## Task to complete
Retype the data below without altering anything.
________
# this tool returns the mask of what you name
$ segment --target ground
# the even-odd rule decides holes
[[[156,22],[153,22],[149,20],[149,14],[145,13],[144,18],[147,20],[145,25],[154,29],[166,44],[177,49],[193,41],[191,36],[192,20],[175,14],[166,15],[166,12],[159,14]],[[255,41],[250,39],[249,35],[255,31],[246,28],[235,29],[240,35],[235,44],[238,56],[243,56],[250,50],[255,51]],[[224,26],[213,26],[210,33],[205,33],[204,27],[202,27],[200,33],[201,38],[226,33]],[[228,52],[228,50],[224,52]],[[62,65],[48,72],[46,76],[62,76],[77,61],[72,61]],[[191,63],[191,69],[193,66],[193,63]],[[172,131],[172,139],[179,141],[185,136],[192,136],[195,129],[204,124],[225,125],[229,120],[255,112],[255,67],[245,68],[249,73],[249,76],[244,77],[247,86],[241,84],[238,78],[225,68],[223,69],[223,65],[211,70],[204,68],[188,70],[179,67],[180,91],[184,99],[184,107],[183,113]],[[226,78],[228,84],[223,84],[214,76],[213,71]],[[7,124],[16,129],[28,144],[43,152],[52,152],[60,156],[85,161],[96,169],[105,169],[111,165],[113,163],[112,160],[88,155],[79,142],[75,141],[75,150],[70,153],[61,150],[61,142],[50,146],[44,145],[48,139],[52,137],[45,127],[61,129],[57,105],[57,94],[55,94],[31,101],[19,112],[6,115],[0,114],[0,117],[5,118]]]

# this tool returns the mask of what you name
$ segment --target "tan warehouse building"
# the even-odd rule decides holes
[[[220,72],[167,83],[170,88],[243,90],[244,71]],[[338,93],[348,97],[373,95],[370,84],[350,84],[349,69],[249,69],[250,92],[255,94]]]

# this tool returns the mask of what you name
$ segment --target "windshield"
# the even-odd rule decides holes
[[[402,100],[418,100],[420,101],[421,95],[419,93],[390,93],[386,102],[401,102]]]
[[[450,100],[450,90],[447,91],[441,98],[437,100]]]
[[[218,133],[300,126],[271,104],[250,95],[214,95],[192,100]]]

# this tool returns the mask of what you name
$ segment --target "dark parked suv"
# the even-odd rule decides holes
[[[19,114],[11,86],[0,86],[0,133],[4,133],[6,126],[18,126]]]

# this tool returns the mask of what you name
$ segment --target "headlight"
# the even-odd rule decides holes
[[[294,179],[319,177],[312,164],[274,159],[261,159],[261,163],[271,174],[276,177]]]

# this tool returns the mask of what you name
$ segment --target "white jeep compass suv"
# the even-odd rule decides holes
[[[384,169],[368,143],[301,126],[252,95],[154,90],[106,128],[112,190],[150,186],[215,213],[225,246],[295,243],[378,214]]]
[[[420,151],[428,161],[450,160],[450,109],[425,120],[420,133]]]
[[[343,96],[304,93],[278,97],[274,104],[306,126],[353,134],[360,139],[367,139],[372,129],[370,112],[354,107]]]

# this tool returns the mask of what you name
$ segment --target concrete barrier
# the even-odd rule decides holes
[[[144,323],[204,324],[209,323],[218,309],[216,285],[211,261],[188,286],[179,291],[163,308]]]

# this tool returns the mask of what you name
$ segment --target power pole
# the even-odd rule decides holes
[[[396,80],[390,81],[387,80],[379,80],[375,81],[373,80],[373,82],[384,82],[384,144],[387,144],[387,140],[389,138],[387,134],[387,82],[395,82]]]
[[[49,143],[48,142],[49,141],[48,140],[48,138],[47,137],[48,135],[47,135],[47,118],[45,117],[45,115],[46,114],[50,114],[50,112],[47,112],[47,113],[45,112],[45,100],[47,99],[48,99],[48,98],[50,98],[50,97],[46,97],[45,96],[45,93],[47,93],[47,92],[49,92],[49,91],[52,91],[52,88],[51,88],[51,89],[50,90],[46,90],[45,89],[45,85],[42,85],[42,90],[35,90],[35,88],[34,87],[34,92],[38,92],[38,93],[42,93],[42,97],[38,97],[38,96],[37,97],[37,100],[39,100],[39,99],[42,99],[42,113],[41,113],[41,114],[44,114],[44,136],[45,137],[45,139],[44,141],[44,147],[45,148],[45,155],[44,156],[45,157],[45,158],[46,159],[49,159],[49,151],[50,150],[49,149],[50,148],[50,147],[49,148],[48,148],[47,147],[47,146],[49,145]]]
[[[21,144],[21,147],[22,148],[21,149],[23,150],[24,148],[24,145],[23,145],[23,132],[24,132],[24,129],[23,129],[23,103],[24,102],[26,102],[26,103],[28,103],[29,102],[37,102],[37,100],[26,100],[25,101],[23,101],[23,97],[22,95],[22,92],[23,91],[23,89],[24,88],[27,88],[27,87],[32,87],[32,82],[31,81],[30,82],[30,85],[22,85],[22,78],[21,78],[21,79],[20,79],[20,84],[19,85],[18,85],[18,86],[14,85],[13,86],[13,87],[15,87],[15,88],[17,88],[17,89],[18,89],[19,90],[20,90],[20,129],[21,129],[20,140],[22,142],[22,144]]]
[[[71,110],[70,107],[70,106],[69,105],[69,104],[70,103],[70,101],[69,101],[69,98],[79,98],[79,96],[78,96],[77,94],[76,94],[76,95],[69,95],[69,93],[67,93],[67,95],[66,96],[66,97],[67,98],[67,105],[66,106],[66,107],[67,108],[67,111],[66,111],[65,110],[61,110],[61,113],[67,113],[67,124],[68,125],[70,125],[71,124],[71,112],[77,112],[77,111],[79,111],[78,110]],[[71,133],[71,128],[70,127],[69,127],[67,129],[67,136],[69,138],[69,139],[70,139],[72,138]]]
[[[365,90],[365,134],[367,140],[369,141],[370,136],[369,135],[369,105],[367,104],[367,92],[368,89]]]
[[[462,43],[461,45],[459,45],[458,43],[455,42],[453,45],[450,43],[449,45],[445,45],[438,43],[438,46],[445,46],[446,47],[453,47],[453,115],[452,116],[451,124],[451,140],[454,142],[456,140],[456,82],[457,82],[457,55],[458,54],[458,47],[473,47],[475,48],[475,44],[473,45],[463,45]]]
________
## Task solution
# this tool returns the mask of what you name
$ segment --target ground
# the even-odd rule decides holes
[[[156,22],[153,22],[149,20],[149,14],[145,13],[144,18],[147,20],[145,25],[154,29],[166,44],[177,49],[193,41],[191,36],[192,20],[175,14],[166,15],[166,12],[159,14]],[[255,41],[250,39],[249,35],[255,31],[246,28],[235,29],[240,35],[235,44],[238,56],[243,56],[250,50],[255,51]],[[224,26],[213,26],[210,33],[205,33],[204,27],[202,27],[200,33],[201,38],[226,33]],[[228,52],[228,50],[224,52]],[[62,65],[48,72],[46,76],[62,76],[77,61],[72,61]],[[191,63],[191,69],[193,66],[193,63]],[[172,131],[172,139],[179,141],[185,136],[192,136],[195,129],[204,124],[225,125],[229,120],[255,112],[255,67],[245,68],[249,73],[249,76],[244,77],[247,86],[241,84],[238,78],[225,68],[223,69],[223,65],[211,70],[204,68],[188,70],[179,67],[180,91],[184,99],[184,107],[183,113]],[[226,78],[228,84],[223,84],[214,76],[213,71]],[[7,124],[16,129],[28,144],[43,152],[52,152],[60,156],[85,161],[96,169],[105,169],[111,165],[113,163],[112,160],[88,155],[79,142],[75,141],[75,150],[70,153],[61,150],[61,142],[50,146],[44,145],[48,139],[52,137],[45,127],[61,129],[57,105],[57,94],[55,94],[31,101],[19,112],[6,115],[0,114],[0,117],[5,118]]]

# this tool returns the mask of what you name
$ segment --target "tan warehouse building"
# the even-odd rule decides holes
[[[220,72],[167,83],[170,88],[243,90],[244,71]],[[338,93],[348,97],[373,95],[370,84],[350,84],[349,69],[249,69],[250,92],[255,94]]]

# this tool returns the mask of what you name
$ segment --target "windshield"
# the even-odd rule decides holes
[[[402,100],[418,100],[420,101],[421,95],[419,93],[390,93],[386,102],[401,102]]]
[[[450,100],[450,90],[447,91],[441,98],[437,100]]]
[[[218,133],[300,126],[271,104],[250,95],[214,95],[192,100]]]

# this tool returns the mask of what you name
$ segment --target "dark parked suv"
# the even-odd rule decides holes
[[[19,114],[11,86],[0,86],[0,133],[4,133],[6,126],[18,126]]]

# this tool returns the mask of what you name
$ segment --target "headlight"
# the even-odd rule decides holes
[[[294,179],[319,177],[312,164],[274,159],[261,159],[261,163],[271,174],[276,177]]]

# this tool returns the mask of what you name
$ segment --target "white jeep compass suv"
# the even-odd rule decides holes
[[[384,169],[368,143],[301,126],[252,95],[154,90],[106,128],[112,190],[150,186],[215,213],[225,246],[295,243],[378,214]]]
[[[420,151],[428,161],[450,160],[450,109],[425,120],[420,133]]]
[[[343,96],[304,93],[278,97],[274,104],[306,126],[353,134],[360,139],[367,139],[372,129],[370,112],[354,107]]]

# this tool returns the mask of what you name
$ segment --target concrete barrier
# the even-odd rule decides holes
[[[144,323],[204,324],[209,323],[218,309],[216,285],[211,261],[188,286],[179,291],[163,308]]]

# this tool returns the mask of what you name
$ segment --target power pole
# the even-odd rule decides holes
[[[396,80],[390,81],[387,80],[379,80],[375,81],[373,80],[373,82],[384,82],[384,144],[387,144],[387,140],[389,138],[387,134],[387,82],[395,82]]]
[[[49,143],[48,142],[49,141],[48,140],[48,138],[47,137],[48,135],[47,135],[47,118],[45,117],[45,115],[46,114],[50,114],[50,112],[47,112],[47,113],[45,112],[45,100],[47,99],[48,99],[48,98],[50,98],[50,97],[46,97],[45,96],[45,93],[47,93],[47,92],[49,92],[49,91],[52,91],[52,88],[51,88],[51,89],[50,90],[46,90],[45,89],[45,85],[42,85],[42,90],[35,90],[35,88],[34,87],[34,92],[38,92],[38,93],[42,93],[42,97],[38,97],[38,96],[37,97],[37,100],[39,100],[39,99],[42,99],[42,113],[41,113],[41,114],[44,114],[44,136],[45,137],[45,139],[44,141],[44,147],[45,148],[45,155],[44,156],[45,157],[45,158],[46,159],[49,159],[49,151],[50,150],[49,149],[50,148],[50,147],[49,148],[48,148],[47,147],[47,146],[49,145]]]
[[[21,144],[21,147],[22,148],[21,149],[23,150],[24,148],[24,145],[23,145],[23,132],[24,132],[24,129],[23,129],[23,103],[24,102],[26,102],[26,103],[28,103],[29,102],[37,102],[37,100],[26,100],[25,101],[23,101],[23,97],[22,95],[22,92],[23,91],[23,89],[24,88],[27,88],[27,87],[32,87],[32,82],[31,81],[30,82],[30,85],[22,85],[22,78],[21,78],[21,79],[20,79],[20,84],[19,85],[18,85],[18,86],[14,85],[13,86],[13,87],[15,87],[15,88],[17,88],[17,89],[18,89],[19,90],[20,90],[20,129],[21,129],[20,140],[22,142],[22,144]]]
[[[71,110],[70,107],[70,106],[69,105],[69,104],[70,103],[70,101],[69,101],[69,98],[79,98],[79,96],[78,96],[77,94],[76,94],[76,95],[69,95],[69,93],[67,93],[67,95],[66,96],[66,97],[67,98],[67,105],[66,106],[66,107],[67,108],[67,111],[66,111],[65,110],[61,110],[61,113],[67,113],[67,124],[68,125],[70,125],[71,124],[71,112],[77,112],[77,111],[79,111],[78,110]],[[71,133],[71,128],[70,127],[69,127],[67,129],[67,136],[69,138],[69,139],[70,139],[72,138]]]
[[[365,90],[365,134],[367,140],[369,141],[370,136],[369,135],[369,105],[367,104],[367,92],[368,89]]]
[[[462,43],[461,45],[459,45],[458,43],[455,42],[453,45],[450,43],[449,45],[445,45],[438,43],[438,46],[445,46],[446,47],[453,47],[453,115],[452,116],[451,124],[451,140],[454,142],[456,140],[456,82],[457,82],[457,55],[458,54],[458,47],[473,47],[475,48],[475,44],[473,45],[463,45]]]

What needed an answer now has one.